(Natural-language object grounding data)
::::::::

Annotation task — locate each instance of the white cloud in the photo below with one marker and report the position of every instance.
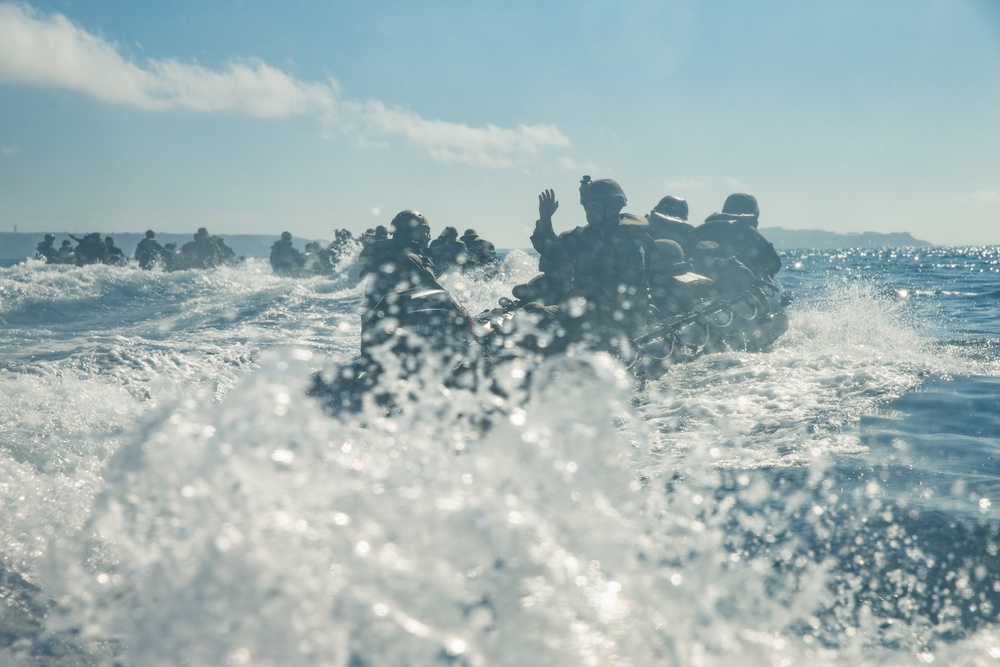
(569, 164)
(981, 197)
(40, 50)
(451, 143)
(686, 183)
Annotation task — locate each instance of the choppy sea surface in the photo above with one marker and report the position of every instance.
(171, 496)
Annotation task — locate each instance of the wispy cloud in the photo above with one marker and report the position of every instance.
(49, 50)
(686, 184)
(451, 143)
(569, 164)
(981, 197)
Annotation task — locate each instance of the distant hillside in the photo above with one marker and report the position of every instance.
(817, 239)
(16, 247)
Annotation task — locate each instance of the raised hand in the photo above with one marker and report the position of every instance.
(547, 204)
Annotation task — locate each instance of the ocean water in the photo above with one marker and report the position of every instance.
(171, 496)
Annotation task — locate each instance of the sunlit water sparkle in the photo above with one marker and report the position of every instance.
(171, 496)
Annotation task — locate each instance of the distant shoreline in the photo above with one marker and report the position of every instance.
(17, 246)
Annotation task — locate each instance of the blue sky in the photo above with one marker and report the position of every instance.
(306, 116)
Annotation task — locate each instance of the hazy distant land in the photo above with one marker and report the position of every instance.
(18, 246)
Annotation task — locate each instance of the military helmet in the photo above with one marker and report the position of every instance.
(672, 206)
(603, 188)
(741, 203)
(409, 222)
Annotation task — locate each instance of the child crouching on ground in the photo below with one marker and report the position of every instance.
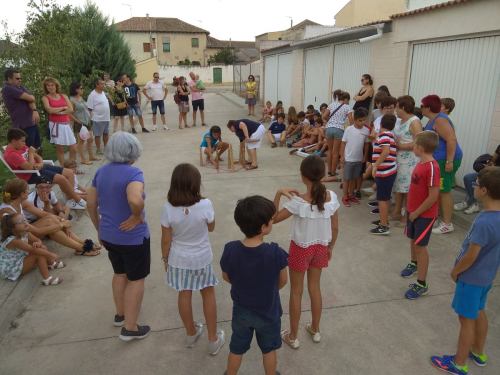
(256, 271)
(474, 272)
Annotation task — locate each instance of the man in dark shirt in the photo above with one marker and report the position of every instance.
(21, 107)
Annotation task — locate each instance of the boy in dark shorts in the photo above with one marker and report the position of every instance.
(256, 271)
(474, 272)
(422, 209)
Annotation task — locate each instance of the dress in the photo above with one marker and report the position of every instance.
(406, 160)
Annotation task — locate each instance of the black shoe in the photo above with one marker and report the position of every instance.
(142, 332)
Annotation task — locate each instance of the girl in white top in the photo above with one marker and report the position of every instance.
(314, 233)
(185, 222)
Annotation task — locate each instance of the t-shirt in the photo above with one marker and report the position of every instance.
(99, 105)
(277, 128)
(483, 232)
(424, 176)
(156, 90)
(388, 166)
(190, 248)
(131, 92)
(111, 181)
(254, 275)
(355, 140)
(19, 110)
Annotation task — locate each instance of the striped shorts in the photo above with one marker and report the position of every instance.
(181, 279)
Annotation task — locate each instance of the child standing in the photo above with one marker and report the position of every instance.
(384, 171)
(185, 222)
(474, 272)
(314, 233)
(353, 152)
(422, 208)
(256, 271)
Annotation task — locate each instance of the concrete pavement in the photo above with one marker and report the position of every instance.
(367, 325)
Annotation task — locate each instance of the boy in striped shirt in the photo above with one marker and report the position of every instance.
(384, 171)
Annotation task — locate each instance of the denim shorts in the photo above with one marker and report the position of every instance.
(244, 323)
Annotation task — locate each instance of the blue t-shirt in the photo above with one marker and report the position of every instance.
(484, 232)
(111, 181)
(277, 128)
(254, 274)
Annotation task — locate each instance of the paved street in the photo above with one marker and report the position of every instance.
(368, 327)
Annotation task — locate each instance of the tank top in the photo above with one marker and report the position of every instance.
(58, 103)
(440, 152)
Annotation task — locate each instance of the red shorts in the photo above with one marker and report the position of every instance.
(301, 259)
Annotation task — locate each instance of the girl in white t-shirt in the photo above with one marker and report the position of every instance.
(185, 222)
(314, 233)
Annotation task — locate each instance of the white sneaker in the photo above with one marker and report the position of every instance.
(460, 206)
(472, 209)
(443, 228)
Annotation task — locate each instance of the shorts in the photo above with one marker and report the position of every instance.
(134, 108)
(100, 128)
(419, 230)
(198, 104)
(244, 323)
(155, 104)
(334, 133)
(469, 299)
(132, 260)
(352, 170)
(47, 173)
(384, 187)
(300, 259)
(447, 181)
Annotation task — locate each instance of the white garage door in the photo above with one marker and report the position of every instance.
(317, 76)
(467, 70)
(350, 62)
(271, 78)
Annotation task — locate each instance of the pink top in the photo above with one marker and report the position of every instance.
(58, 103)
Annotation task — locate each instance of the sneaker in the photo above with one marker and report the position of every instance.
(446, 363)
(119, 320)
(142, 332)
(460, 206)
(191, 340)
(416, 290)
(443, 228)
(381, 229)
(472, 209)
(409, 270)
(479, 359)
(215, 347)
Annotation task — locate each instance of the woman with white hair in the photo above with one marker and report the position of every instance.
(116, 206)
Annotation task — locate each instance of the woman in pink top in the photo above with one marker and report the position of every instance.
(59, 108)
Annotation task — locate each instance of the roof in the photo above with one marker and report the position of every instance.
(158, 24)
(429, 8)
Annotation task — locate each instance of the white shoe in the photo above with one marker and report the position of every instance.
(444, 228)
(472, 209)
(460, 206)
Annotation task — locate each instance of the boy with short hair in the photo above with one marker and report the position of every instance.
(474, 272)
(353, 152)
(384, 171)
(422, 210)
(256, 271)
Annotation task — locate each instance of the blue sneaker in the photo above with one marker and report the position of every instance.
(416, 290)
(409, 270)
(445, 363)
(478, 359)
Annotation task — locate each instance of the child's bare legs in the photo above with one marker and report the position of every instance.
(210, 312)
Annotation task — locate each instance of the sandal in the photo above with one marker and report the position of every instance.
(51, 281)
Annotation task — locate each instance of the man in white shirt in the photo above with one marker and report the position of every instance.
(156, 92)
(98, 105)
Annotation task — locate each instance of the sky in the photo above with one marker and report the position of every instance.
(224, 19)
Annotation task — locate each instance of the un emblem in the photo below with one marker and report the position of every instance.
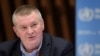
(85, 49)
(85, 14)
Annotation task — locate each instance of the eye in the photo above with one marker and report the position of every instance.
(23, 28)
(34, 24)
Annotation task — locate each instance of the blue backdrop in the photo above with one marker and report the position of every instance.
(87, 27)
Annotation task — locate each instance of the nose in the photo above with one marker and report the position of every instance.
(29, 31)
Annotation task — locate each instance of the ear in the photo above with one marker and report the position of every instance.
(43, 26)
(15, 30)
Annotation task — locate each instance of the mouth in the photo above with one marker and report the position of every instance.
(32, 38)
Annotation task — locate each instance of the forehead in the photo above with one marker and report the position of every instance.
(25, 19)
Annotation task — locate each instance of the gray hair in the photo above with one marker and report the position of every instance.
(24, 10)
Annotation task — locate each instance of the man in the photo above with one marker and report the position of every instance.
(29, 26)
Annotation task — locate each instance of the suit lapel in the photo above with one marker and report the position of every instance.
(17, 51)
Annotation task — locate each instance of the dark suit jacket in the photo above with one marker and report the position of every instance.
(52, 46)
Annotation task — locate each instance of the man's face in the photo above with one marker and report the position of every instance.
(29, 29)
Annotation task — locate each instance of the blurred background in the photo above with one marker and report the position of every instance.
(58, 16)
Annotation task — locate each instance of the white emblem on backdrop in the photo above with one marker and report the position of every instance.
(85, 49)
(85, 14)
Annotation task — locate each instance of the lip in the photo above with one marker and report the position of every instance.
(32, 38)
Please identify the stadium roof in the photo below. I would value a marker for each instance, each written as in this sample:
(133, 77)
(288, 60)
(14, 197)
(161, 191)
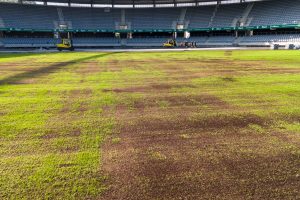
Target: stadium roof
(127, 3)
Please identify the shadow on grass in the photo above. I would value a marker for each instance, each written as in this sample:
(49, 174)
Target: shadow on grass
(16, 55)
(15, 79)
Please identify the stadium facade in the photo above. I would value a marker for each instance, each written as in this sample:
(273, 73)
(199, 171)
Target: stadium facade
(96, 23)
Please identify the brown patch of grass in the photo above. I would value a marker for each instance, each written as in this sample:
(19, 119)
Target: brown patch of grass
(147, 88)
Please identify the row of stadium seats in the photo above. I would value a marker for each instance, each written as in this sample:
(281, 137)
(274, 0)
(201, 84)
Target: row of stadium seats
(201, 40)
(274, 12)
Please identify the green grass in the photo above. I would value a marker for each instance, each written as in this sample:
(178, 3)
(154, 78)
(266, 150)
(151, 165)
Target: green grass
(53, 116)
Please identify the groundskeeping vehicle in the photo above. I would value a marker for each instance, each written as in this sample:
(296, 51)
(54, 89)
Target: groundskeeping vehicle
(170, 43)
(65, 44)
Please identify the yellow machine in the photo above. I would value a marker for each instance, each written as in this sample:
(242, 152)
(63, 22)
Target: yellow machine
(66, 44)
(170, 43)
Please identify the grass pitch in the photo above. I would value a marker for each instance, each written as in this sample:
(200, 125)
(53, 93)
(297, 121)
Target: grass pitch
(163, 125)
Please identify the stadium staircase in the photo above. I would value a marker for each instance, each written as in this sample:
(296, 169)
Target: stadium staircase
(213, 15)
(245, 20)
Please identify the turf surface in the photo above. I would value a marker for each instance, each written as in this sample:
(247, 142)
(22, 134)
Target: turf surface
(163, 125)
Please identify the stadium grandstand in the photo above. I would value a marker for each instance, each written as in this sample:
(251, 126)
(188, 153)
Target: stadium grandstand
(149, 23)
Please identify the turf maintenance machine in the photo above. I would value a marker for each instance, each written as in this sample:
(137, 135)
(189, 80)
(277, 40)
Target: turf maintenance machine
(65, 43)
(170, 43)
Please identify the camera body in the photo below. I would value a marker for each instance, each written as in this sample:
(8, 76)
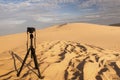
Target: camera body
(30, 29)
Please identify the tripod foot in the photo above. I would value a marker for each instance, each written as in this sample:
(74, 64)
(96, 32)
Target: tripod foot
(41, 77)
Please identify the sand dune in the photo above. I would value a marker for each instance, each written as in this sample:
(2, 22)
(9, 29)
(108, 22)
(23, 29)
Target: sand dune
(64, 60)
(64, 52)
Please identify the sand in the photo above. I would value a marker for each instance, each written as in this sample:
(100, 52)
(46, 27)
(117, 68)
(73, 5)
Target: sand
(75, 51)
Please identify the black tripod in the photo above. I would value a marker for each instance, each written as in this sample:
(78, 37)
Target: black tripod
(33, 55)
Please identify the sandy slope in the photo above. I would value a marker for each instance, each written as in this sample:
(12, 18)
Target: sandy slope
(65, 52)
(63, 60)
(103, 36)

::::::::

What you are asked to do: Would you repeat, exactly and with nothing added, every line from the line containing "Please identify the black" through the last line of the records above?

Task answer:
Please identify the black tripod in the photo above. I would value a marker for each instance, each written as in this sample:
(78, 37)
Target: black tripod
(33, 55)
Please identify the sandy slope in the photo above. I would value a marker for each instance, each written as in this sample:
(12, 18)
Target: sandy slope
(65, 52)
(63, 60)
(103, 36)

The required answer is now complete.